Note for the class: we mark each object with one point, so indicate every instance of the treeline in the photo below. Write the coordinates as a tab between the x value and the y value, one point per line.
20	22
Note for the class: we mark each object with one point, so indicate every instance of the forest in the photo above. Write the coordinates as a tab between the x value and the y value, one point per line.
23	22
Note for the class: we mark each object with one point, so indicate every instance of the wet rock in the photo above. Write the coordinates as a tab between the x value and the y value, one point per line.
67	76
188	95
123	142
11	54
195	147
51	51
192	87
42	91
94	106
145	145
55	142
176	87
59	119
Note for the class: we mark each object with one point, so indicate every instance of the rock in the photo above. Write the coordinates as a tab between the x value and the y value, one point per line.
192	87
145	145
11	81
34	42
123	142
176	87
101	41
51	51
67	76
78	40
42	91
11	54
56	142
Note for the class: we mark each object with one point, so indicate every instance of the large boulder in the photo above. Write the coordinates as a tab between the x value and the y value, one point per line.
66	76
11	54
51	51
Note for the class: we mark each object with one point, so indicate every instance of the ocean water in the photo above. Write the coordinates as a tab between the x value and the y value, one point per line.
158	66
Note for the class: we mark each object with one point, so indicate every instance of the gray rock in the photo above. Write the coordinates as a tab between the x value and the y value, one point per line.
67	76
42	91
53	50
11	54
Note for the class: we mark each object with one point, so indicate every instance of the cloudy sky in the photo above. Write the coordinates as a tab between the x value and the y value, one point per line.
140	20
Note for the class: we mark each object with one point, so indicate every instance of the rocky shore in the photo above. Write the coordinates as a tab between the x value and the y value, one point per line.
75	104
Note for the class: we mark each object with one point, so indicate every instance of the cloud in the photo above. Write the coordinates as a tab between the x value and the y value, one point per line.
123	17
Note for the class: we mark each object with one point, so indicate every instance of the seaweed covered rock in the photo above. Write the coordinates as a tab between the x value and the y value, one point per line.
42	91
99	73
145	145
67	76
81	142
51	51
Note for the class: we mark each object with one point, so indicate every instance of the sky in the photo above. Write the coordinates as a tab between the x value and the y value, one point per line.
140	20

** Problem details **
From the line containing "of the rocky" down to the last line of the records above, print every line exactly, with both ends kept.

** Written answer **
Note for the class: we mark each object with one point, so indicate every instance of the rocky shore in the photo above. Write the coordinates as a tab between the x value and the y value, one point per line.
75	104
Note for the class: we mark each object with one point, so indicate every instance of the cloud in the photo above. Write the coordinates as a tab between the x value and the y value, one point per line.
123	17
Note for the class: we mark each object with one point, so indicate every instance of the seaweed covered rock in the photo above. Write the coordinates as a tab between the x value and the y value, one point per line.
42	91
99	73
145	145
67	76
81	142
51	51
Note for the class: we mark each object with one point, so indicate every instance of the sky in the photo above. Write the coordinates as a tab between the x value and the y value, one point per line.
140	20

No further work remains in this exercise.